If you had asked me a week ago what the title of this blog would be, it would have read something like, “Why I quit my daydream. My decision to stop competing.”
My daughter and I hit a rough patch in August. We returned from the beach where we spent a lot of time this summer, transitioned her away from her pacifier and my husband went back to work full-time, working from 7am-9:30pm for the first three weeks of August. We were used to this camp schedule which takes place at the beginning of every football season, so we anticipated the change…I thought. My daughter took it hard. “Where’s Daddy?” all day everyday. I took her to his office during this transition, so they could spend 45 minutes together some days when he had a break, but of course that was not enough time with her best buddy. Her behavior became almost unbearable at times, and there were many days I spent crying on the sofa after she had yet another tantrum. I did not know who my child had become. I had never seen her act out like this before. Was my newly 3-year old really a threenager? After many of her episodes, doing my best to hold it together with calm responses but failing often, I would ask her, “Gianna what is WRONG?” Her answer was always the same, “I MISS DADDY.” Finally camp ended, Justin was around a bit more, and her outbursts slowly dissipated. I made a very conscious effort to spend more time playing when I was not working instead of doing mundane tasks like emptying the dishwasher and doing laundry. I also read the book, “The Whole Brain Child” by Dr. Dan Siegel which helped me to understand how her brain was working at this stage of her life. It gave me some strategies to help me respond better during conflict.
During this time, my progress for my shows this fall had stalled. My body was physically changing as I made changes to my diet and training, but my weight would not budge. Some days I would burn over 2500 calories in normal living and exercise (according to my Polar A370 activity tracker), eat only 1400 calories and wake up the next day the same weight or more. This went on for weeks and for the entire month of August my weight fluctuated between 142-144 pounds, never getting lower.

************

• _EXERCISE REQUIREMENTS_
A: Reproduce the blog post from "During this time, my" to "never getting lower." without any changes.
B: Answer these questions from the blog post:
(i) What hours did the writer's husband work during the first three weeks of August?
(ii) Which book did the writer read, and who wrote it?
(iii) Between what two weights did the writer's weight fluctuate for the entire month of August?
C: Turn the paragraph of the blog post that begins "During this time, my progress" into a short bulleted list that keeps its main facts.
The rows that come next are separate from the blog post.

************

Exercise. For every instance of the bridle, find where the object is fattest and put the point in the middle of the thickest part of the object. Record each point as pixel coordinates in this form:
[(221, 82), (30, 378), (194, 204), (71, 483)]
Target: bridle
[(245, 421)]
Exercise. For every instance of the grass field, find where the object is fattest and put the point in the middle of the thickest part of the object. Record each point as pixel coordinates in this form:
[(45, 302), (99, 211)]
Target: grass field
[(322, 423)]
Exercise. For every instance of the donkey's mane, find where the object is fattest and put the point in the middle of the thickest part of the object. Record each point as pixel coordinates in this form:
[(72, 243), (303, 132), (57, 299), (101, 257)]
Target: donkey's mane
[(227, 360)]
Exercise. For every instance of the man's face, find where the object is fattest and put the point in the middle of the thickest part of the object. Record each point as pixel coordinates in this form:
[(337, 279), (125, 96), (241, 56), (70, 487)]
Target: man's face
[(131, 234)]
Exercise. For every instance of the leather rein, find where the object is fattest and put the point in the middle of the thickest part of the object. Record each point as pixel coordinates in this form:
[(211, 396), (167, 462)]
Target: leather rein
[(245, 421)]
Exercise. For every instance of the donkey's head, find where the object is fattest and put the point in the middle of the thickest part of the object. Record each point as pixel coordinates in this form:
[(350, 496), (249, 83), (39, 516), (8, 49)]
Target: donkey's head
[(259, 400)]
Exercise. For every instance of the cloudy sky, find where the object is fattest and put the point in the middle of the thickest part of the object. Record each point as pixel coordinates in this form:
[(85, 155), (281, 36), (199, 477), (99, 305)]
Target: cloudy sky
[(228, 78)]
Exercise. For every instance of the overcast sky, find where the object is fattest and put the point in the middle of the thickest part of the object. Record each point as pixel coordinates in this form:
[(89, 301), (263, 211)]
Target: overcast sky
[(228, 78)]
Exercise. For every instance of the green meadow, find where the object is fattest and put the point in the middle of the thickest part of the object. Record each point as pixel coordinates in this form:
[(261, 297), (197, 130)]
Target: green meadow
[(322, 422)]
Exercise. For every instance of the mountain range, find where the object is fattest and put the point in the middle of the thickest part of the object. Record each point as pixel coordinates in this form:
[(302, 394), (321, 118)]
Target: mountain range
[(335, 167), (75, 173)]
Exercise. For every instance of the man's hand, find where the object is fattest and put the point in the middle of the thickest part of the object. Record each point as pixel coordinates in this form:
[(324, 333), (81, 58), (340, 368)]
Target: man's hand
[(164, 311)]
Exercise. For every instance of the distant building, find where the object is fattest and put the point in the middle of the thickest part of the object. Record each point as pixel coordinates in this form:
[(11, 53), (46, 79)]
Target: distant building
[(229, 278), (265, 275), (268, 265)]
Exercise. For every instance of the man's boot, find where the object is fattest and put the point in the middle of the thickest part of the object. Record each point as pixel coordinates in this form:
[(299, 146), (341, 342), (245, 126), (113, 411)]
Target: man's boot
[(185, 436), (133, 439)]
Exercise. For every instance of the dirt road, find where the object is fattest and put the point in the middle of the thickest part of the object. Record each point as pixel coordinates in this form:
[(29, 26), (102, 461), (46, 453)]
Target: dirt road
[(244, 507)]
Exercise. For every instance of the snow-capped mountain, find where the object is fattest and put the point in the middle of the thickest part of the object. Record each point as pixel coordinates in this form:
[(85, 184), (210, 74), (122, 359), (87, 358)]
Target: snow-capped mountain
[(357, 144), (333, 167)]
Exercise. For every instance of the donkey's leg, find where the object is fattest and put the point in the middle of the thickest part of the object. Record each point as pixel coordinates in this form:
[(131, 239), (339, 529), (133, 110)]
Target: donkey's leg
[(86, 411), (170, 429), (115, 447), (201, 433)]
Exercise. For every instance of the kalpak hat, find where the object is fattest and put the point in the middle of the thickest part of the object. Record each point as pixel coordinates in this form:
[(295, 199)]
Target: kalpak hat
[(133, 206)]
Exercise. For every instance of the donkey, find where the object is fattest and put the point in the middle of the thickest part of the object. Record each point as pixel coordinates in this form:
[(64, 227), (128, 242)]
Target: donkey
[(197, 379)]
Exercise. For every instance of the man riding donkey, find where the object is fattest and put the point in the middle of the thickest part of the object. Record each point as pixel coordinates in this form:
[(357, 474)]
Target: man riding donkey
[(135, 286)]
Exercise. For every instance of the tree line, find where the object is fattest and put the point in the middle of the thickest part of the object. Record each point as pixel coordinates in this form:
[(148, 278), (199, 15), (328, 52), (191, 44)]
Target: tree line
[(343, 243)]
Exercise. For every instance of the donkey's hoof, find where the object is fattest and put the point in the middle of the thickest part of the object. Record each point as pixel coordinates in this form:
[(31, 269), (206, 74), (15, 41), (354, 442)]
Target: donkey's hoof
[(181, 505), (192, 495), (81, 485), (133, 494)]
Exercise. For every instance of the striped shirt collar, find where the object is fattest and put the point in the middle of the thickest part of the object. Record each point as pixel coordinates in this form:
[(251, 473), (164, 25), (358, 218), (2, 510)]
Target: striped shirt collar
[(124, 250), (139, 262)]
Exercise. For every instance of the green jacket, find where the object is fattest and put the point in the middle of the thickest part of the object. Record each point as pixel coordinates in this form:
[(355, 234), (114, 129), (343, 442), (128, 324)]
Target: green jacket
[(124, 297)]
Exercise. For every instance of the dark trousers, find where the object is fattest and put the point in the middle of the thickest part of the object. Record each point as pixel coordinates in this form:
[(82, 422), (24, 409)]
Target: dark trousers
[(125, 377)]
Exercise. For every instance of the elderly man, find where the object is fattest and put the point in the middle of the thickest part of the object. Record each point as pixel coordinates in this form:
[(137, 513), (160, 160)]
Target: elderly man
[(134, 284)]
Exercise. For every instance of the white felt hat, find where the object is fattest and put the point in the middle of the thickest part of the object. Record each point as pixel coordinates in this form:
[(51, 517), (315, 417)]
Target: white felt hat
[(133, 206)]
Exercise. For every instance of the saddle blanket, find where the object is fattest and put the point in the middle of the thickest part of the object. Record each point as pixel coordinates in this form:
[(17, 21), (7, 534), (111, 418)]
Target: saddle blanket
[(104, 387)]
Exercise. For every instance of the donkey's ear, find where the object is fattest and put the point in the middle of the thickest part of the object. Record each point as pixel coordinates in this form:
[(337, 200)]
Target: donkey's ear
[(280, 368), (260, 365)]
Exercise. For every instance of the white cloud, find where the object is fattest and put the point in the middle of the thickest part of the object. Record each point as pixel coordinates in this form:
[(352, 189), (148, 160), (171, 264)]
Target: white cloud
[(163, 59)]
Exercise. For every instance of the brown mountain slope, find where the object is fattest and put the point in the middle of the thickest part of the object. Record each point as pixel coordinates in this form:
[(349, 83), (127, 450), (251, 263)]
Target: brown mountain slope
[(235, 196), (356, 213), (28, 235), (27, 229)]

************

• _TASK ANSWERS_
A:
During this time, my progress for my shows this fall had stalled. My body was physically changing as I made changes to my diet and training, but my weight would not budge. Some days I would burn over 2500 calories in normal living and exercise (according to my Polar A370 activity tracker), eat only 1400 calories and wake up the next day the same weight or more. This went on for weeks and for the entire month of August my weight fluctuated between 142-144 pounds, never getting lower.

B:
(i) From 7am to 9:30pm.
(ii) "The Whole Brain Child" by Dr. Dan Siegel.
(iii) Between 142 and 144 pounds.

C:
- Progress toward the fall shows had stalled.
- Diet and training changes were changing the body physically, but weight would not budge.
- On some days the writer burned over 2500 calories (according to a Polar A370 activity tracker), ate only 1400 calories, and woke up the next day the same weight or more.
- This went on for weeks, and for all of August the writer's weight fluctuated between 142 and 144 pounds without getting lower.